= PROBLEM REQUIREMENTS =
From the data below, return the exact lines starting at the line containing "positive clicks: (206, 172) (208, 183)" and ending at the line containing "box: [150, 153, 220, 239]", both included, and nothing else.

= INFORMATION SHOWN =
# # #

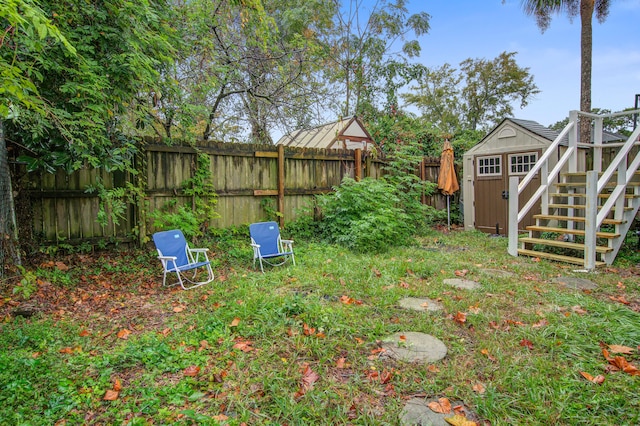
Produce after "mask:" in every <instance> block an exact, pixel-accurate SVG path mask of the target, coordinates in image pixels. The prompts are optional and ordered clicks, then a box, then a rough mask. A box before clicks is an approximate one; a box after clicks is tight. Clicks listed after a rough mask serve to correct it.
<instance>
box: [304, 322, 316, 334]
mask: <svg viewBox="0 0 640 426" xmlns="http://www.w3.org/2000/svg"><path fill="white" fill-rule="evenodd" d="M302 331H303V333H304V335H305V336H313V335H314V334H315V332H316V329H315V328H313V327H309V326H308V325H307V323H306V322H305V323H303V324H302Z"/></svg>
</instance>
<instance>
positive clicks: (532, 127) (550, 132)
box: [505, 118, 626, 143]
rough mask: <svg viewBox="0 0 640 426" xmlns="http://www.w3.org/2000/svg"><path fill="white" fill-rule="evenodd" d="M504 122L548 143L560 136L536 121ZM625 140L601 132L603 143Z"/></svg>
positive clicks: (617, 136) (619, 135) (614, 135)
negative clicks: (544, 139)
mask: <svg viewBox="0 0 640 426" xmlns="http://www.w3.org/2000/svg"><path fill="white" fill-rule="evenodd" d="M505 120H511V121H513V122H514V123H516V124H518V125H520V126H522V127H523V128H525V129H527V130H529V131H530V132H532V133H535V134H536V135H539V136H542V137H543V138H545V139H548V140H550V141H552V142H553V141H554V140H556V138H557V137H558V135H559V134H560V132H557V131H555V130H553V129H550V128H548V127H544V126H543V125H542V124H540V123H538V122H536V121H532V120H522V119H519V118H508V119H505ZM593 132H594V131H593V129H592V130H591V139H592V140H593ZM625 139H626V138H625V137H624V136H622V135H621V134H619V133H612V132H607V131H606V130H605V131H603V132H602V142H603V143H607V142H620V141H623V140H625ZM562 141H563V142H568V138H567V137H566V136H565V137H564V138H563V140H562Z"/></svg>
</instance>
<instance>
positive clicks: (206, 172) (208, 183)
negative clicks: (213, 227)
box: [150, 153, 220, 239]
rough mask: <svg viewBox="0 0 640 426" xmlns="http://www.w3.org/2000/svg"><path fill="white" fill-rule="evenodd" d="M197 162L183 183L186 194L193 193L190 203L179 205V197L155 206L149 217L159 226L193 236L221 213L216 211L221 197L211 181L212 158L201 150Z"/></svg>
mask: <svg viewBox="0 0 640 426" xmlns="http://www.w3.org/2000/svg"><path fill="white" fill-rule="evenodd" d="M196 162H197V164H196V167H195V170H194V174H193V176H192V177H191V178H189V179H187V180H185V181H184V182H183V184H182V189H183V193H184V195H187V196H190V197H191V206H190V207H189V206H187V205H181V206H178V201H177V200H176V199H173V200H171V201H169V202H167V203H166V204H165V205H164V206H163V207H162V208H161V209H159V210H155V211H154V212H153V213H151V215H150V217H151V218H152V219H153V226H154V227H156V228H157V229H176V228H179V229H181V230H182V232H183V233H184V235H185V236H186V237H187V238H190V239H193V238H197V237H199V236H202V235H203V234H204V233H205V231H206V230H207V228H208V227H209V221H210V220H212V219H216V218H219V217H220V215H219V214H218V213H217V212H216V211H215V206H216V204H217V203H218V198H217V194H216V192H215V190H214V186H213V183H212V174H211V168H210V164H211V160H210V158H209V156H208V155H206V154H202V153H200V154H198V155H197V157H196Z"/></svg>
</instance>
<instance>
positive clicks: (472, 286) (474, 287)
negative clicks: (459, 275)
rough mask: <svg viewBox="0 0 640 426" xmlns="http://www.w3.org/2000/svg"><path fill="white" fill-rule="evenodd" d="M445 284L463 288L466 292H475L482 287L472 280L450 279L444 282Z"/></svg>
mask: <svg viewBox="0 0 640 426" xmlns="http://www.w3.org/2000/svg"><path fill="white" fill-rule="evenodd" d="M443 282H444V283H445V284H448V285H451V286H453V287H456V288H463V289H465V290H474V289H476V288H479V287H480V284H479V283H477V282H475V281H471V280H464V279H462V278H448V279H446V280H444V281H443Z"/></svg>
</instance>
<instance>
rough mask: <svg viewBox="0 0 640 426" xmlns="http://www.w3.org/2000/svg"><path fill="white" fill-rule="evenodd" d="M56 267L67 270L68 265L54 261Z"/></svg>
mask: <svg viewBox="0 0 640 426" xmlns="http://www.w3.org/2000/svg"><path fill="white" fill-rule="evenodd" d="M56 268H58V270H60V271H62V272H65V271H68V270H69V267H68V266H67V265H65V264H64V263H62V262H56Z"/></svg>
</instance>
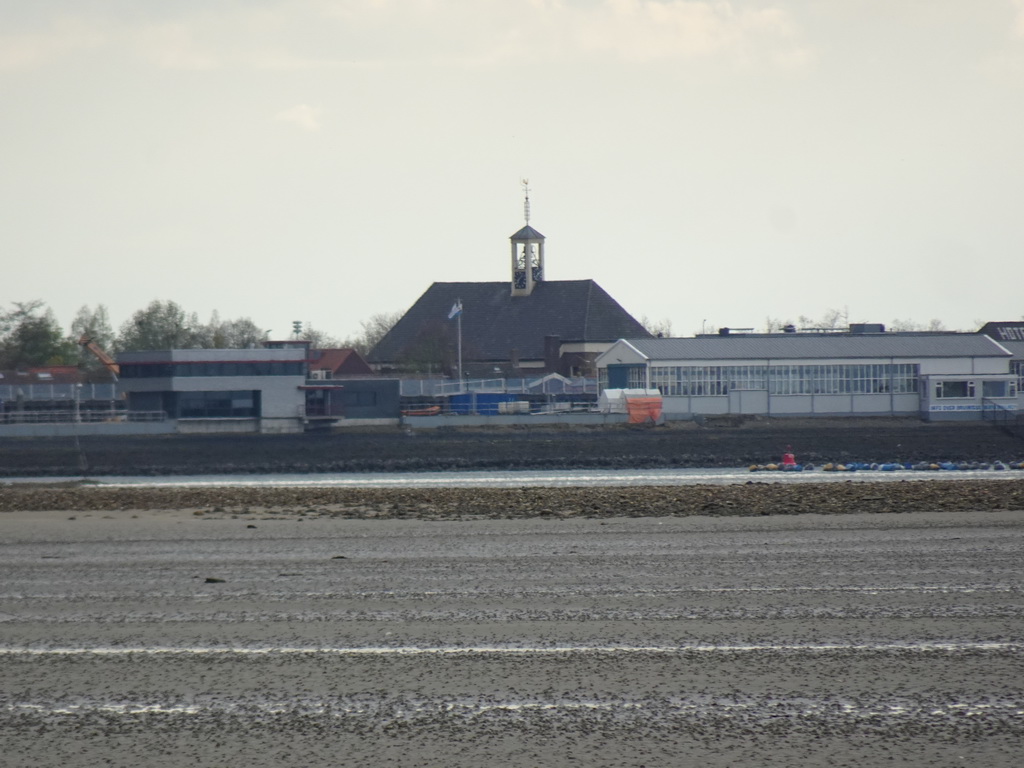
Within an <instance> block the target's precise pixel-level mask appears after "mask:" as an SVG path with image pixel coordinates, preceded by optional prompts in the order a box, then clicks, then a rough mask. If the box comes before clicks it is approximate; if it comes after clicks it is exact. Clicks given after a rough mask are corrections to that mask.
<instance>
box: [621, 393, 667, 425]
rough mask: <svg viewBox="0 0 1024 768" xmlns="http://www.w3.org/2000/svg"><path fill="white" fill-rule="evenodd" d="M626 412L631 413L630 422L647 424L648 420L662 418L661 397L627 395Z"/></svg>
mask: <svg viewBox="0 0 1024 768" xmlns="http://www.w3.org/2000/svg"><path fill="white" fill-rule="evenodd" d="M626 413H628V414H629V415H630V424H646V423H647V422H648V421H653V422H656V421H659V420H660V419H662V398H660V397H627V398H626Z"/></svg>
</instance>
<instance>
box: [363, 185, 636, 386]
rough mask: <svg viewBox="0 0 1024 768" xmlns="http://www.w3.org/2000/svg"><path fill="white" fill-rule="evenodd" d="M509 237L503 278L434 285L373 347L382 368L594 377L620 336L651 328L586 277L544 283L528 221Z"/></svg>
mask: <svg viewBox="0 0 1024 768" xmlns="http://www.w3.org/2000/svg"><path fill="white" fill-rule="evenodd" d="M525 218H526V223H525V225H524V226H523V227H522V228H521V229H519V230H518V231H517V232H516V233H515V234H513V236H512V237H511V238H510V241H511V251H510V255H511V259H510V264H509V266H510V270H509V272H510V273H509V280H508V281H504V282H502V281H499V282H493V283H434V284H433V285H431V286H430V287H429V288H428V289H427V290H426V292H425V293H424V294H423V295H422V296H421V297H420V298H419V299H418V300H417V302H416V303H415V304H414V305H413V306H412V307H411V308H410V309H409V311H407V312H406V314H404V315H402V317H401V319H399V321H398V322H397V323H396V324H395V326H394V327H393V328H392V329H391V331H390V332H389V333H388V334H387V335H386V336H385V337H384V338H383V339H381V341H380V342H379V343H378V344H377V345H376V346H375V347H374V348H373V349H372V350H371V351H370V353H369V354H368V355H367V359H368V361H369V362H370V364H371V365H372V366H374V367H375V368H376V369H378V370H379V371H395V372H402V373H404V372H409V373H420V374H427V375H430V374H434V375H437V374H443V375H447V376H457V375H458V371H459V369H460V362H461V369H462V375H463V376H464V377H470V378H489V377H494V376H502V377H519V376H531V375H535V374H537V375H543V374H549V373H557V374H561V375H562V376H569V377H574V376H591V377H593V376H596V375H597V369H596V366H595V360H596V359H597V357H598V355H599V354H601V353H602V352H604V351H605V350H606V349H608V348H609V347H610V346H611V345H612V344H613V343H614V342H615V341H617V340H618V339H622V338H628V339H646V338H650V333H648V332H647V331H646V330H645V329H644V327H643V326H642V325H640V323H639V322H637V319H636V318H634V317H633V316H632V315H631V314H630V313H629V312H627V311H626V310H625V309H623V307H622V306H620V304H618V303H617V302H616V301H615V300H614V299H613V298H611V296H609V295H608V293H607V292H606V291H605V290H604V289H603V288H601V287H600V286H599V285H598V284H597V283H595V282H594V281H593V280H564V281H548V280H545V263H544V262H545V238H544V236H543V234H541V232H539V231H538V230H537V229H535V228H534V227H532V226H530V224H529V196H528V189H527V194H526V198H525Z"/></svg>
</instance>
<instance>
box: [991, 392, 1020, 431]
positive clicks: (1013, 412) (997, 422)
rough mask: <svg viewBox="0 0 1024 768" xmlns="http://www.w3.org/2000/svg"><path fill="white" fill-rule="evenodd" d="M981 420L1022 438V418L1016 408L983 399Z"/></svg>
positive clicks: (994, 401)
mask: <svg viewBox="0 0 1024 768" xmlns="http://www.w3.org/2000/svg"><path fill="white" fill-rule="evenodd" d="M981 418H982V419H984V420H985V421H987V422H991V423H992V424H993V425H995V426H996V427H998V428H999V429H1001V430H1002V431H1004V432H1007V433H1008V434H1011V435H1014V436H1015V437H1019V436H1021V431H1022V430H1021V425H1020V416H1019V414H1018V411H1017V408H1016V406H1012V407H1011V406H1007V404H1006V403H1002V402H996V401H995V400H991V399H989V398H988V397H982V399H981Z"/></svg>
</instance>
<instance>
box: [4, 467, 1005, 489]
mask: <svg viewBox="0 0 1024 768" xmlns="http://www.w3.org/2000/svg"><path fill="white" fill-rule="evenodd" d="M1020 477H1024V472H1021V471H1019V470H1005V471H995V470H991V469H988V470H983V469H970V470H945V471H933V472H923V471H913V470H904V471H898V472H883V471H879V470H859V471H855V472H826V471H823V470H820V469H815V470H805V471H801V472H780V471H775V472H770V471H766V472H751V471H750V469H749V468H746V467H741V468H732V469H626V470H622V469H616V470H586V469H579V470H518V471H505V472H501V471H497V472H496V471H492V470H485V471H461V472H354V473H342V472H338V473H324V474H319V473H317V474H233V475H232V474H225V475H168V476H158V477H152V476H131V475H110V476H103V477H95V478H91V477H90V478H87V479H88V482H89V483H92V484H95V485H97V486H102V487H120V486H129V485H130V486H138V485H144V486H162V487H164V486H169V487H203V486H221V487H222V486H230V487H255V486H264V487H266V486H281V487H352V488H386V487H408V488H414V487H421V488H422V487H427V488H430V487H495V488H514V487H611V486H630V485H636V486H649V485H697V484H700V485H729V484H738V483H744V482H752V481H753V482H784V483H800V482H849V481H855V482H887V481H894V480H936V479H943V480H950V479H1013V478H1020ZM81 480H82V478H81V477H50V478H39V477H17V478H5V479H4V482H34V483H39V482H71V481H81Z"/></svg>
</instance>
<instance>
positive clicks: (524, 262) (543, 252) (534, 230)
mask: <svg viewBox="0 0 1024 768" xmlns="http://www.w3.org/2000/svg"><path fill="white" fill-rule="evenodd" d="M522 188H523V195H524V203H523V212H524V213H525V216H526V225H525V226H524V227H523V228H522V229H520V230H519V231H517V232H516V233H515V234H513V236H512V237H511V238H509V240H511V241H512V295H513V296H529V295H530V294H531V293H532V292H534V287H535V286H536V285H537V284H538V283H540V282H542V281H543V280H544V236H543V234H541V233H540V232H539V231H537V229H535V228H534V227H531V226H530V225H529V185H528V182H527V181H526V179H523V181H522Z"/></svg>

# # #

= EXERCISE RESULT =
positive clicks: (206, 172) (208, 183)
negative clicks: (213, 227)
box: [150, 153, 220, 239]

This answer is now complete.